== LISTA DE TAREFAS ==
• 1. Reproduza do trecho fornecido, sem qualquer alteração, a parte que vai desde "1.5. Cada uma" até "do Banco declarante.", incluindo ambos.
• 2. No trecho sobre as declarações para liquidação do IMT, quais são as datas de todas as declarações bancárias emitidas pelo Banco?

== TRECHO FORNECIDO ==
========================================

1.4. Estas declarações foram entregues nas datas a seguir indicadas e identificam no seu quadro IV os imóveis a transmitir, a saber:

- Declaração entregue no SF de lisboa ..., Código..., em 01-09-2015 – Prédio inscrito sob o artigo Urbano n.º ... (1/2) da freguesia da ..., Município de Lisboa;

- Declaração entregue no SF de Lisboa ..., Código ..., em 06.11.2015 – Prédio inscrito sob o artigo Urbano ..., União de freguesias de ..., ... e ..., e prédio inscrito sob o artigo Rústico..., freguesia de ... (...), Município de Sintra;

- Declaração entregue no SF de Lisboa..., Código ..., em data ilegível de 2016 – Prédio inscrito sob o artigo Urbano ... e prédio inscrito sob o artigo Rústico ..., freguesia ..., Município de Sousel;

- Declaração entregue no SF de Lisboa ..., Código ..., em 01/03/2017 – Prédio inscrito sob o artigo Urbano ..., Frações A, B e C, freguesia ..., Município de Lisboa.

1.5. Cada uma das declarações modelo 1 acabadas de identificar foi acompanhada de uma declaração bancária, emitida pelo Banco … (datadas, respetivamente e pela ordem indicada, de 26 de agosto de 2015, de 12 de outubro de 2015, de 19  de setembro de 2016 e de 21 de fevereiro de 2017), atestando que o seu cliente A..., contribuinte ... e o seu cônjuge B..., contribuinte ..., ambos emigrantes em Macau, eram titulares de uma “conta de depósitos à ordem emigrante n.º...”, aberta desde março de 1997 nos livros do Banco declarante.

1.6. Mais consta nas referidas declarações bancárias que aquela conta “foi creditada com fundos provenientes do exterior” desde 16.07.2014 até à data da sua emissão, parte dos quais foi aplicada no reforço da conta poupança-emigrante, e que esses reforços foram por sua vez objeto de transferência a favor dos alienantes dos prédios adquiridos pelo ora Requerente, prédios esses cuja identificação coincide com a que foi indicada nas declarações modelo 1 para liquidação do IMT (cada declaração bancária indica os montantes transferidos, a denominação dos alienantes e os imóveis adquiridos).

========================================

Parte de um ficheiro de dados:
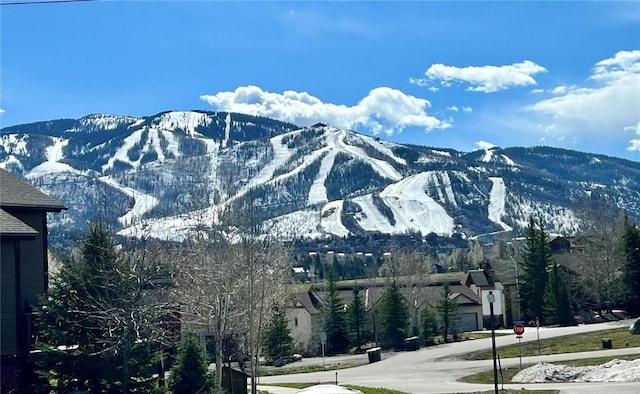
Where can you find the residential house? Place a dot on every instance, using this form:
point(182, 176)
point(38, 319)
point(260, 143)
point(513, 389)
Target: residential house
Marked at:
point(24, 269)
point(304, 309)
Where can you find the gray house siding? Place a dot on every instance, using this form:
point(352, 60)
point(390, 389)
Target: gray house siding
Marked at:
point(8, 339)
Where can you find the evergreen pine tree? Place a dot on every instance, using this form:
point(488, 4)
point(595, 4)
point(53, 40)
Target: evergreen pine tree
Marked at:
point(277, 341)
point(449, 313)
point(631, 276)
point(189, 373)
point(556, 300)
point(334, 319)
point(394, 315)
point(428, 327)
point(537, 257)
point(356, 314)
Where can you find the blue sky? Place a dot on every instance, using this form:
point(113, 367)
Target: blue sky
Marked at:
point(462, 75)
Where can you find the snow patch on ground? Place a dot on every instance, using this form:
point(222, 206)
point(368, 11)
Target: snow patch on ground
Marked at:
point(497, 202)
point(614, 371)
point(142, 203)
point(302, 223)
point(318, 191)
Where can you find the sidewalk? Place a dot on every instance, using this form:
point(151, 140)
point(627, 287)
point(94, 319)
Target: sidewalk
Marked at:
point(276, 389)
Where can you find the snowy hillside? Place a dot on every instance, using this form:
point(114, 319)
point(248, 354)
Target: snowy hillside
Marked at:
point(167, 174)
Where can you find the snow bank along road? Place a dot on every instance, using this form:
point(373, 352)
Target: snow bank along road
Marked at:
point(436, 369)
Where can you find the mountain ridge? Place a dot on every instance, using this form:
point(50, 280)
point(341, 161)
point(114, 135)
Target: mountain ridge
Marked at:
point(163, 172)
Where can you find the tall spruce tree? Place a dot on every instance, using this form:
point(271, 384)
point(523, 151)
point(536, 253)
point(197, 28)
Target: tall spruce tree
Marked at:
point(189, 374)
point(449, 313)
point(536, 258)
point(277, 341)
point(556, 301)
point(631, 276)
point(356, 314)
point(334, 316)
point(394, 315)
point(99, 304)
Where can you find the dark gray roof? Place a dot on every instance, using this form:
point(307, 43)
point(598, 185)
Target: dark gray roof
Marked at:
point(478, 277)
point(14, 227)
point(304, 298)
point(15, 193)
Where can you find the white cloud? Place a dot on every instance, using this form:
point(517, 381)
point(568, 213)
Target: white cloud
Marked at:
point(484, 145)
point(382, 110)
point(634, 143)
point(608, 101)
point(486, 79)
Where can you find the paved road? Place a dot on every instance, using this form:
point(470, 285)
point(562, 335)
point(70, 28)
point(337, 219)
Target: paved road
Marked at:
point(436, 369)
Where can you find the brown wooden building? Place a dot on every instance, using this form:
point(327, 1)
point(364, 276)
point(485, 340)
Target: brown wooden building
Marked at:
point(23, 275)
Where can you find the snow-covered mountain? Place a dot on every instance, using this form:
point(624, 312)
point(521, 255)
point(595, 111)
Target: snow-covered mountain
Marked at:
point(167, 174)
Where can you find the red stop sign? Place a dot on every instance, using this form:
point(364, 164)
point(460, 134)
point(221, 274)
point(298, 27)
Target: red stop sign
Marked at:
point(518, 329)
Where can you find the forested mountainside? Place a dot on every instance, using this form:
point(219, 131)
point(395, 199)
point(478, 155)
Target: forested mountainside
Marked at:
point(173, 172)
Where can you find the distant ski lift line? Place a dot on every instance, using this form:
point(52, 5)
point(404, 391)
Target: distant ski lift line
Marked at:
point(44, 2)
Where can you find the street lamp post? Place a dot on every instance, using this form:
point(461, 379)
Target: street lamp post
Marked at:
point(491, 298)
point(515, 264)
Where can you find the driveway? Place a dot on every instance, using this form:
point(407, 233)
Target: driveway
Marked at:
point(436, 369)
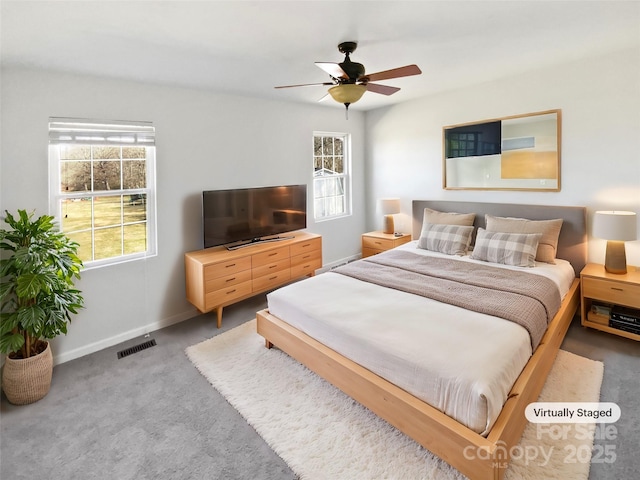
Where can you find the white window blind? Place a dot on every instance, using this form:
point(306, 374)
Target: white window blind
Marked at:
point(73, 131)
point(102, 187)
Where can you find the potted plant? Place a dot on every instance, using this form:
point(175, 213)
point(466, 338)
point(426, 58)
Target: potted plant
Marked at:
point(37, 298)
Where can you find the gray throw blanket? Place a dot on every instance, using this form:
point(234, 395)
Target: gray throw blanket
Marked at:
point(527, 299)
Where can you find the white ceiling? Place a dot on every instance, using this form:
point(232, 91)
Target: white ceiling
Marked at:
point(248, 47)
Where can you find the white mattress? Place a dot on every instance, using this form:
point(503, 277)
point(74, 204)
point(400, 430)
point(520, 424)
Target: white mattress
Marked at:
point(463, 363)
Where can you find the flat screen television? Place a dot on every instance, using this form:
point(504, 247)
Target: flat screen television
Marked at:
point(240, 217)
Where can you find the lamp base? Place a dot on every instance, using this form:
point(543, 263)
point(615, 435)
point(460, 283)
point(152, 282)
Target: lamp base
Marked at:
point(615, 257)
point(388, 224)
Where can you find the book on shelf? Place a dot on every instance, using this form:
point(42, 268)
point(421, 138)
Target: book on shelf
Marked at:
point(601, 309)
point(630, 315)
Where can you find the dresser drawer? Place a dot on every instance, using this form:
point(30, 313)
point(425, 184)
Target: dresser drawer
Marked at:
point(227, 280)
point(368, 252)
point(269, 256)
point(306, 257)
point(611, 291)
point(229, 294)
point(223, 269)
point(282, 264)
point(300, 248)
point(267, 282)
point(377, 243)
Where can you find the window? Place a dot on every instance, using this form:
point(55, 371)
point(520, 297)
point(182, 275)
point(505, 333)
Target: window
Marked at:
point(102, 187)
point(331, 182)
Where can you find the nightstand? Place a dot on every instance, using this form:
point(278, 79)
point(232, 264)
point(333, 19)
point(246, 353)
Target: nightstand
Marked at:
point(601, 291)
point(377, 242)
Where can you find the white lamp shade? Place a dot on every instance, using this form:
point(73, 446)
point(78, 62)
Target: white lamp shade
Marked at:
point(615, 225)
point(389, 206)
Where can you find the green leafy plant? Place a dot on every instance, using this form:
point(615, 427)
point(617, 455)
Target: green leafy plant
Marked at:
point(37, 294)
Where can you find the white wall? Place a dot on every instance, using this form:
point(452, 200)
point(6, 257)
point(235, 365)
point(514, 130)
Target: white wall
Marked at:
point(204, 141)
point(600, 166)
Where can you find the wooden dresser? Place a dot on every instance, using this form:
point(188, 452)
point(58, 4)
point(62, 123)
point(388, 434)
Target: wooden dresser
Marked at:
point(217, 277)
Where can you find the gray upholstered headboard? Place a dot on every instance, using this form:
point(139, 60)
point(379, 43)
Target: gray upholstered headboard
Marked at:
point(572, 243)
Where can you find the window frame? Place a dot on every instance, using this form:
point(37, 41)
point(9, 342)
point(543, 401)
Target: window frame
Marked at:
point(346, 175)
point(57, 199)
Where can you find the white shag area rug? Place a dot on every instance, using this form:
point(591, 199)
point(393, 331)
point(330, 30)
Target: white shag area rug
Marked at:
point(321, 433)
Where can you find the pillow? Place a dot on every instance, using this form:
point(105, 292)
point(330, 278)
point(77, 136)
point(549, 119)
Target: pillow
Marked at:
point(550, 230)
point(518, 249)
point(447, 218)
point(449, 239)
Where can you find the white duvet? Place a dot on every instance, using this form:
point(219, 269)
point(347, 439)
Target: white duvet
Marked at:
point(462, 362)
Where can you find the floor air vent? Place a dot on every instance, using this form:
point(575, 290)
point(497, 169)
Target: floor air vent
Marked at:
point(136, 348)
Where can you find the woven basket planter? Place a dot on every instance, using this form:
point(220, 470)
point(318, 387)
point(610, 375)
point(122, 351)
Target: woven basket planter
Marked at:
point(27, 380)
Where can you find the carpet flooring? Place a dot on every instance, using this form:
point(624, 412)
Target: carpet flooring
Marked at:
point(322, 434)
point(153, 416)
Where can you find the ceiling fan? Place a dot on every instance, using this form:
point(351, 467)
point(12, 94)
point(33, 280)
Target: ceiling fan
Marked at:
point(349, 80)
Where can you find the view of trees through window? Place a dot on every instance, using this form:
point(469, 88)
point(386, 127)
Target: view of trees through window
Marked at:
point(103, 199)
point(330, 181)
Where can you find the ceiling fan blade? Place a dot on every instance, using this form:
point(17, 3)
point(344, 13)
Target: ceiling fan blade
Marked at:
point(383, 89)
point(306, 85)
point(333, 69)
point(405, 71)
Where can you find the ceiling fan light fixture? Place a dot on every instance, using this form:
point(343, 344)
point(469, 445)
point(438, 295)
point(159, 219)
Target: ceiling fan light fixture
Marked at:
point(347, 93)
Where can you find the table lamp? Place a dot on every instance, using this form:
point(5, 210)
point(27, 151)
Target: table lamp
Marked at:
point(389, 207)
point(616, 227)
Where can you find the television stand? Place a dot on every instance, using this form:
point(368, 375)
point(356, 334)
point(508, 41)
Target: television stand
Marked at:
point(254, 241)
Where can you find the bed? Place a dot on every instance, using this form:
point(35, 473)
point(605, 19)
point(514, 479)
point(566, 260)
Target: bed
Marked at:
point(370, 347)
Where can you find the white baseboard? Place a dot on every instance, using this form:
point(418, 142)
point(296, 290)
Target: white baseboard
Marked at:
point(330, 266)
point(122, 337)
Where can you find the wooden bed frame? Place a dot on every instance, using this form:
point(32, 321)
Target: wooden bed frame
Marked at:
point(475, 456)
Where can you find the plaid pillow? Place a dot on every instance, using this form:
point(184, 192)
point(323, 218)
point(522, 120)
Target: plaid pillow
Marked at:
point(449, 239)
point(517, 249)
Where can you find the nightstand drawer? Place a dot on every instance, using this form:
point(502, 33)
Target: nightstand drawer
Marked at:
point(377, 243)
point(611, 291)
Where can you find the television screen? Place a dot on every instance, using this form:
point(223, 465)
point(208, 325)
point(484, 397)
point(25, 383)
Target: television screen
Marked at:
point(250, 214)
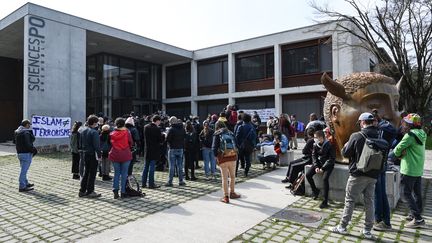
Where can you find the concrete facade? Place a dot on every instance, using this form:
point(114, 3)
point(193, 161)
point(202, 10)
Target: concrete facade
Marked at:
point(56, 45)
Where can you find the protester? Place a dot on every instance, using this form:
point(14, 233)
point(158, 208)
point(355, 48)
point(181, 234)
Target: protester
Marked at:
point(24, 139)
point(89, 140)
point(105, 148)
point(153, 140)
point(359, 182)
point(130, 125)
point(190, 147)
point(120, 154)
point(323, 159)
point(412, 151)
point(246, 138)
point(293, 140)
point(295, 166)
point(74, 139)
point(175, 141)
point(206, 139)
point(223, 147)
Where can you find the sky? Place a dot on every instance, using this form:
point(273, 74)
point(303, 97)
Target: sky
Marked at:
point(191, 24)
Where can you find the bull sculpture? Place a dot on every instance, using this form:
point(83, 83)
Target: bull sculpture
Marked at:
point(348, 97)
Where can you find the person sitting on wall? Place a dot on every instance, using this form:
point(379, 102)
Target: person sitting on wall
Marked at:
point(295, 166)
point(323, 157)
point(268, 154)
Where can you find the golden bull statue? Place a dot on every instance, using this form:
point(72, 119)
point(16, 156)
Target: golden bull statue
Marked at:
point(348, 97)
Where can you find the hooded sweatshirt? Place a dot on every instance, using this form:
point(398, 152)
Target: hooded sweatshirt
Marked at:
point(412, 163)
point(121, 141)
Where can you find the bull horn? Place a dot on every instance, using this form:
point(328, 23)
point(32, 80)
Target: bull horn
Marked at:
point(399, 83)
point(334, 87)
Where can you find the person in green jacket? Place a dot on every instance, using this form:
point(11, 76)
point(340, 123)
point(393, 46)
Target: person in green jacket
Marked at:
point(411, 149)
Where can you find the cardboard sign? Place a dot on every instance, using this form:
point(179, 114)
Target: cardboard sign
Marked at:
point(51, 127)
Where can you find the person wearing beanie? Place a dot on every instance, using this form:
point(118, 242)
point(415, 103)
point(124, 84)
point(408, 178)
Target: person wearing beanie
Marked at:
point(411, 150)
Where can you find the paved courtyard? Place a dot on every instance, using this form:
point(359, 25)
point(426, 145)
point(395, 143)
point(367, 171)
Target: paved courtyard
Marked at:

========================================

== RESPOSTAS ÀS TAREFAS ==
• 1.
1.5. Cada uma das declarações modelo 1 acabadas de identificar foi acompanhada de uma declaração bancária, emitida pelo Banco … (datadas, respetivamente e pela ordem indicada, de 26 de agosto de 2015, de 12 de outubro de 2015, de 19  de setembro de 2016 e de 21 de fevereiro de 2017), atestando que o seu cliente A..., contribuinte ... e o seu cônjuge B..., contribuinte ..., ambos emigrantes em Macau, eram titulares de uma “conta de depósitos à ordem emigrante n.º...”, aberta desde março de 1997 nos livros do Banco declarante.

• 2.
- 26 de agosto de 2015
- 12 de outubro de 2015
- 19 de setembro de 2016
- 21 de fevereiro de 2017